Entries drawn from a collection:
________
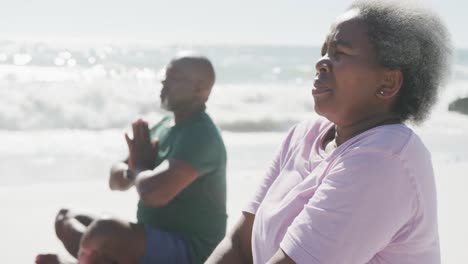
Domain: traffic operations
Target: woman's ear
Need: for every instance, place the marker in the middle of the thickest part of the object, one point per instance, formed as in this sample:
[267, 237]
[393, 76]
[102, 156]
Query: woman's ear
[391, 84]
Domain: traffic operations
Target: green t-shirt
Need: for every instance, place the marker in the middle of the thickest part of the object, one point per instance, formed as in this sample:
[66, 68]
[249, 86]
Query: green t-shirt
[198, 213]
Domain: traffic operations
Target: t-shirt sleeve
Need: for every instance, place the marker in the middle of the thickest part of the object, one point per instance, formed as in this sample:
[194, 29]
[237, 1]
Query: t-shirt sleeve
[270, 176]
[364, 200]
[199, 148]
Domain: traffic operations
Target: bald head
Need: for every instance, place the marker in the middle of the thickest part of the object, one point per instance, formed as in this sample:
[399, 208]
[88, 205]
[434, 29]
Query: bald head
[187, 83]
[195, 67]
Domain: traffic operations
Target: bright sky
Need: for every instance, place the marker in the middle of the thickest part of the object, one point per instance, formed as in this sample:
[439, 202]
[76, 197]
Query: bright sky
[302, 22]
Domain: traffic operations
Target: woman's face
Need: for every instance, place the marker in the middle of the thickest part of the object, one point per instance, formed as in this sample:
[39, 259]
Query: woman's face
[348, 76]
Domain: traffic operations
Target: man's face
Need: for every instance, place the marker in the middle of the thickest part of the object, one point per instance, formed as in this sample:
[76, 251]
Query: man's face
[348, 74]
[178, 87]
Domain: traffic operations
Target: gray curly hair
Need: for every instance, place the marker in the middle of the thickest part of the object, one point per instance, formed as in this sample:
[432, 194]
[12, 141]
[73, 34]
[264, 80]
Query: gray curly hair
[414, 40]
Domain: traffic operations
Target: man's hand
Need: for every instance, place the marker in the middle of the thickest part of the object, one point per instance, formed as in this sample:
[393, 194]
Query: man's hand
[142, 152]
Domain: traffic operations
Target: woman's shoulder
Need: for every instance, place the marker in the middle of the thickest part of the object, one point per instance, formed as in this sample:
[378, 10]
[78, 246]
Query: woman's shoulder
[395, 140]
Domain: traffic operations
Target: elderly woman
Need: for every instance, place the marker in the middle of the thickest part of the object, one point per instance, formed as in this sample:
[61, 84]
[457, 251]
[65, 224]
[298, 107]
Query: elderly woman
[355, 185]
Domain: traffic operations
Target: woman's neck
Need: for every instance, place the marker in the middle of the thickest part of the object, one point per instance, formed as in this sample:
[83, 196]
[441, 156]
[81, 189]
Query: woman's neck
[346, 132]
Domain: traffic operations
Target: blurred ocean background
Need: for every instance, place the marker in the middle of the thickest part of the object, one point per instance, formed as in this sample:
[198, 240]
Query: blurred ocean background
[64, 108]
[83, 97]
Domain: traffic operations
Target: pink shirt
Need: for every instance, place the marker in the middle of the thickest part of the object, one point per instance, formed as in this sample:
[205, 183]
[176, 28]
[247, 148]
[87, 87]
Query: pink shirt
[372, 200]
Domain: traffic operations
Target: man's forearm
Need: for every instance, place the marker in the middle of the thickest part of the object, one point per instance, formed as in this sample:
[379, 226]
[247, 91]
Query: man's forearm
[121, 177]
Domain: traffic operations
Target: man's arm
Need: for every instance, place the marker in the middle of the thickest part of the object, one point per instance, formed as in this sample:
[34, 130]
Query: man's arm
[159, 186]
[120, 177]
[237, 246]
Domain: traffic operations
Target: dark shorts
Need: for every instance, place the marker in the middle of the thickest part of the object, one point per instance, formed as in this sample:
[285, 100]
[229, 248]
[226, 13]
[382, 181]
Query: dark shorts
[164, 247]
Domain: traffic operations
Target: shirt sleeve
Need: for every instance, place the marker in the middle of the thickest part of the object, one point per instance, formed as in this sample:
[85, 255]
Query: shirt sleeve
[270, 176]
[363, 201]
[202, 150]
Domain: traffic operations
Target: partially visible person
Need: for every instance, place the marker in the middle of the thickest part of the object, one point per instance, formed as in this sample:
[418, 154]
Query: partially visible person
[178, 168]
[355, 185]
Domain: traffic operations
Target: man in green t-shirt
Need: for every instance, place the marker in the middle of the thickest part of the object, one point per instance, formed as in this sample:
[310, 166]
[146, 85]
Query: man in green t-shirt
[178, 168]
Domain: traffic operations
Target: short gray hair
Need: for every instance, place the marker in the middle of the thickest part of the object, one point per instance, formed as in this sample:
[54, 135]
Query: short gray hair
[414, 40]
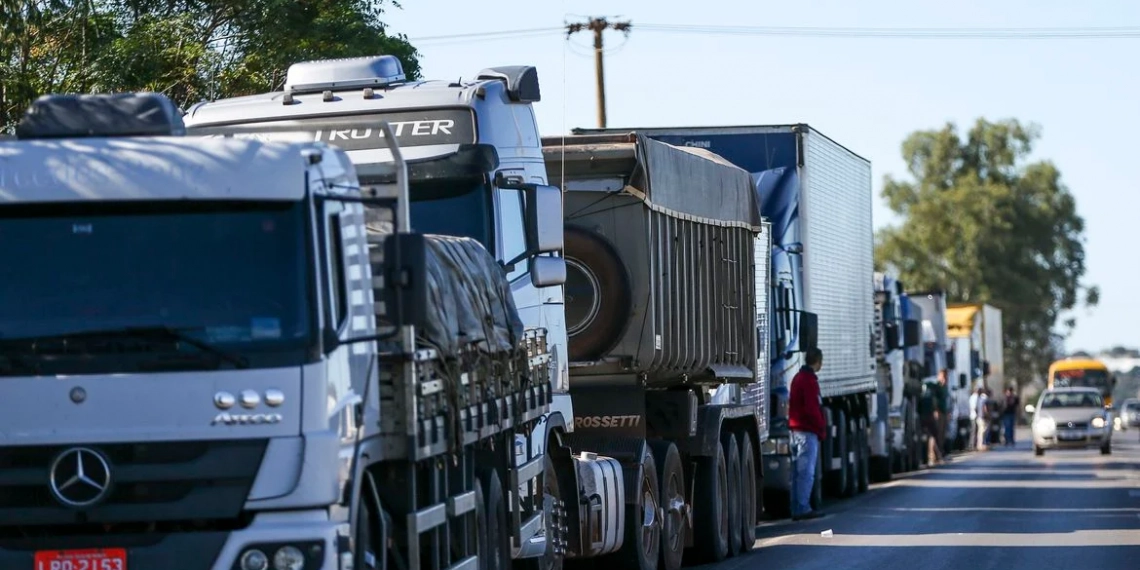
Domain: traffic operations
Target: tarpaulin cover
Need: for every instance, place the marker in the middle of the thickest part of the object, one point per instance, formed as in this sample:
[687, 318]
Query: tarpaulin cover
[100, 115]
[470, 300]
[726, 193]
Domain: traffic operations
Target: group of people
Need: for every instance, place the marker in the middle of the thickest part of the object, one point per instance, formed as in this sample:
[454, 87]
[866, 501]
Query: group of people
[985, 410]
[808, 428]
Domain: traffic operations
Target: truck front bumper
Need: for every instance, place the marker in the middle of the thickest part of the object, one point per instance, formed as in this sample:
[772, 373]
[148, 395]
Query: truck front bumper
[318, 539]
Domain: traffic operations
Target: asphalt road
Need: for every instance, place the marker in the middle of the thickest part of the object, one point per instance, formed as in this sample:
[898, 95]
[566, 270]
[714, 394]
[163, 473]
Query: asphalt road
[1003, 510]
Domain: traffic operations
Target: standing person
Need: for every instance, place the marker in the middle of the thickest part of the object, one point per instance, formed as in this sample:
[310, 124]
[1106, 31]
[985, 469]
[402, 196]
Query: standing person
[984, 418]
[805, 420]
[1009, 415]
[978, 413]
[975, 432]
[928, 416]
[944, 412]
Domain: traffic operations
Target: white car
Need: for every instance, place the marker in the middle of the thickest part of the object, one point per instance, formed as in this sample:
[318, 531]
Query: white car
[1071, 418]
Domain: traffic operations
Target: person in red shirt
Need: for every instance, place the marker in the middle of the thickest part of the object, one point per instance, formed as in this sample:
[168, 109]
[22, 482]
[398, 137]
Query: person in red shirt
[808, 429]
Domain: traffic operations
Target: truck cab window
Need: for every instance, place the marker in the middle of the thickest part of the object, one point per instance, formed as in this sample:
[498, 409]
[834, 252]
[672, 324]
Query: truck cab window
[334, 253]
[512, 230]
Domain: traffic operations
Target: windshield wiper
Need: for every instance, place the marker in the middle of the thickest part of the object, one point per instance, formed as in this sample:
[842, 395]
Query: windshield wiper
[159, 332]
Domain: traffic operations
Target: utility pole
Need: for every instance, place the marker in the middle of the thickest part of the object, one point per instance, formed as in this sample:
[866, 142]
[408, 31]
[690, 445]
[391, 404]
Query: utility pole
[599, 25]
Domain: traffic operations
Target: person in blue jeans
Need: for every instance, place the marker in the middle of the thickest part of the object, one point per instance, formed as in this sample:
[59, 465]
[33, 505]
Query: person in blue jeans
[805, 420]
[1009, 415]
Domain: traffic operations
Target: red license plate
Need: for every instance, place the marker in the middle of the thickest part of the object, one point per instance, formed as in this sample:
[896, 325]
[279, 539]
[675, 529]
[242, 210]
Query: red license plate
[90, 559]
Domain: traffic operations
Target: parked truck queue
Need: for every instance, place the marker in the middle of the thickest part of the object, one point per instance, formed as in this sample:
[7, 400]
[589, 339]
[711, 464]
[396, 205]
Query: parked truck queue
[382, 323]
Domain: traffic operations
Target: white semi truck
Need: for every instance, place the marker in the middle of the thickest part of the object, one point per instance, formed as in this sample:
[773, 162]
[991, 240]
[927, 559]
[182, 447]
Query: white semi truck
[686, 375]
[894, 428]
[237, 368]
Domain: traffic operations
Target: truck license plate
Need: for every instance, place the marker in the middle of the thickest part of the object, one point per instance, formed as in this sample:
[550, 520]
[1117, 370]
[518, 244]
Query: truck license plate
[90, 559]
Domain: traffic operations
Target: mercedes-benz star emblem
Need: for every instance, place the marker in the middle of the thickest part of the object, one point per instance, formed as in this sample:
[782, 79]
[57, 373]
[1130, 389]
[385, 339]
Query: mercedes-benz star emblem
[80, 477]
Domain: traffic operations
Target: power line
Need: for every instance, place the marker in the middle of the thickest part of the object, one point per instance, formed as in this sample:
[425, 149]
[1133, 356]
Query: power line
[599, 25]
[911, 33]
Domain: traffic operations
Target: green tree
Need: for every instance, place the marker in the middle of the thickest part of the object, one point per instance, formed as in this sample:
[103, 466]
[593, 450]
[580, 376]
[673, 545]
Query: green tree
[188, 49]
[987, 227]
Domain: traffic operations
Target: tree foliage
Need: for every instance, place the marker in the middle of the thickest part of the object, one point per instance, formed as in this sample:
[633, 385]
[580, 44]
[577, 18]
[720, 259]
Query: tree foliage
[188, 49]
[987, 227]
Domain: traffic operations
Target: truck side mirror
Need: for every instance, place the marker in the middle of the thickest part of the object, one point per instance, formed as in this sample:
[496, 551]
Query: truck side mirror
[808, 331]
[544, 219]
[546, 271]
[912, 333]
[890, 335]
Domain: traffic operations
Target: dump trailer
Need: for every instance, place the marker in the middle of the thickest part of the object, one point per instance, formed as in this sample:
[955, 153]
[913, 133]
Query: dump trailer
[667, 290]
[816, 194]
[263, 379]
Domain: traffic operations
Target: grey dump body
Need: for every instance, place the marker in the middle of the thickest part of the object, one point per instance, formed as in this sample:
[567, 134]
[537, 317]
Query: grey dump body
[683, 224]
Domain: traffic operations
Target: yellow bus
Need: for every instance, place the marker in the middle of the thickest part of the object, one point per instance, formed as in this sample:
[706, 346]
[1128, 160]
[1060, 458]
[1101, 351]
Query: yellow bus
[1083, 372]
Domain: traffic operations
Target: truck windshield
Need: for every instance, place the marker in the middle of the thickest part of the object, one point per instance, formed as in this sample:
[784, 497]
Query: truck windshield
[1081, 379]
[453, 208]
[96, 288]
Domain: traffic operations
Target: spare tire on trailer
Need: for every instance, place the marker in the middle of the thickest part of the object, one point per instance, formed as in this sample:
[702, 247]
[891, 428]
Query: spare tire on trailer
[597, 295]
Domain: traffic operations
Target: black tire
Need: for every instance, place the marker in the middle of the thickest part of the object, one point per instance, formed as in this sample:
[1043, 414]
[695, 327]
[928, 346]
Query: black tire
[732, 463]
[748, 494]
[710, 506]
[881, 469]
[641, 547]
[498, 537]
[552, 494]
[481, 538]
[837, 479]
[863, 458]
[670, 479]
[817, 482]
[597, 294]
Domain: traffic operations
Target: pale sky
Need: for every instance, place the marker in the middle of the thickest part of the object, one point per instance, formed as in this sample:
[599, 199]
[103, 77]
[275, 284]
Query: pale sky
[866, 94]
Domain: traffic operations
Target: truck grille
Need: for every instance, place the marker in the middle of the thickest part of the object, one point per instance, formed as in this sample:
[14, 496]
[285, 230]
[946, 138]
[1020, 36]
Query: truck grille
[149, 482]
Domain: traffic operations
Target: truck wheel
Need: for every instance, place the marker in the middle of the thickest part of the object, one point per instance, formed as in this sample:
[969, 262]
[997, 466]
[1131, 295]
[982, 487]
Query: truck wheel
[670, 475]
[748, 483]
[732, 464]
[837, 479]
[498, 545]
[864, 458]
[597, 294]
[643, 522]
[552, 498]
[482, 542]
[710, 506]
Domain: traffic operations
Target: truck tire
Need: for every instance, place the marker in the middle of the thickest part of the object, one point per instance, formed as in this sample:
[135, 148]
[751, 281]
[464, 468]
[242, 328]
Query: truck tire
[642, 543]
[670, 478]
[837, 479]
[748, 485]
[732, 464]
[498, 537]
[864, 458]
[710, 507]
[552, 559]
[597, 294]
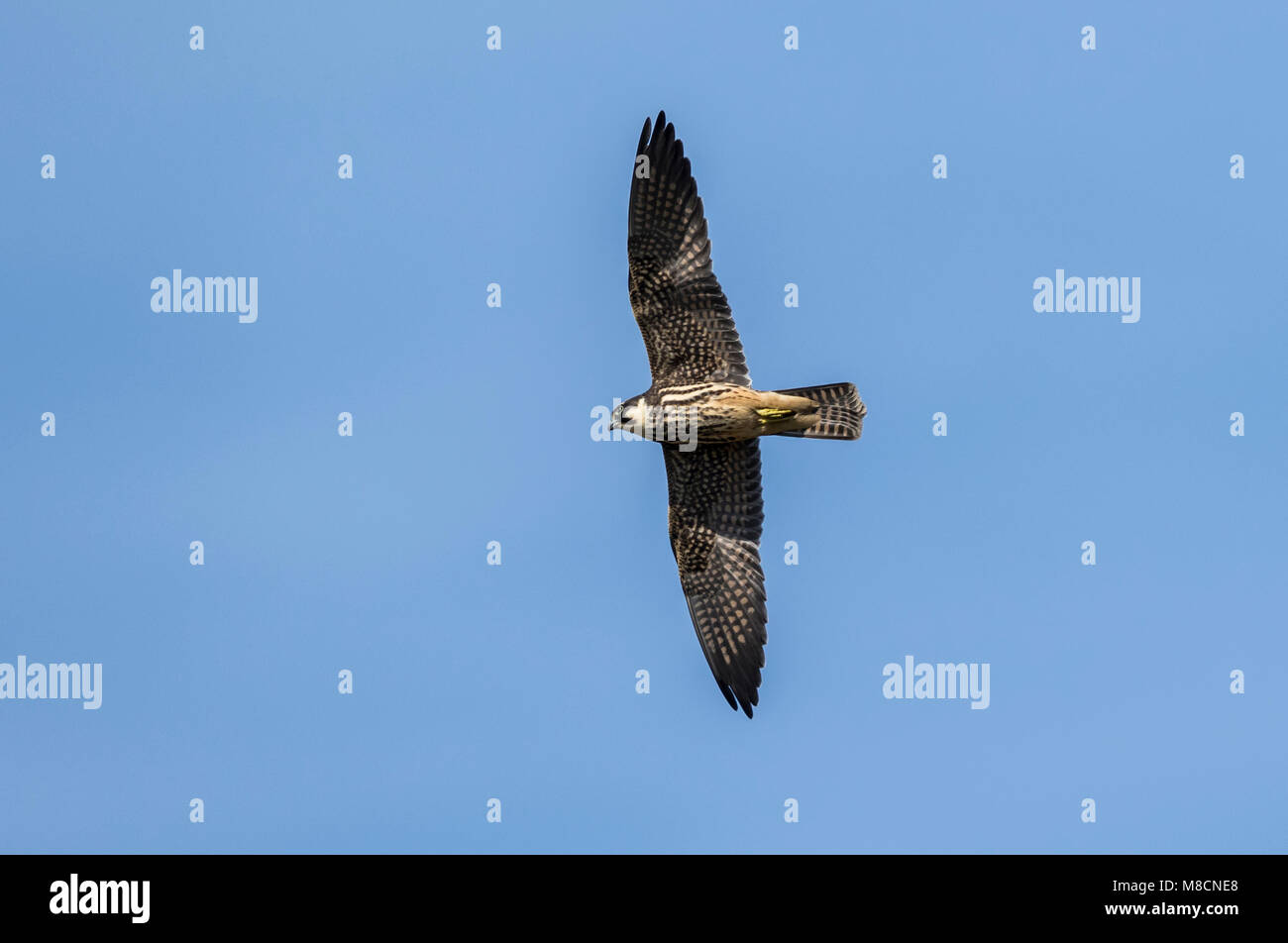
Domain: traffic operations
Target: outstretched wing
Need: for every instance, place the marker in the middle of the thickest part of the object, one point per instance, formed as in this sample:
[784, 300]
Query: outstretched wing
[715, 521]
[682, 312]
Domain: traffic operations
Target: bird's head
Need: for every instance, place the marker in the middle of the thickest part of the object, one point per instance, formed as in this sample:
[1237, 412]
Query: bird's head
________
▶ [Exercise aim]: Count the lines above that contain the string "cover", treating case as significant. Reply with the number alone.

▶ [Task result]: 2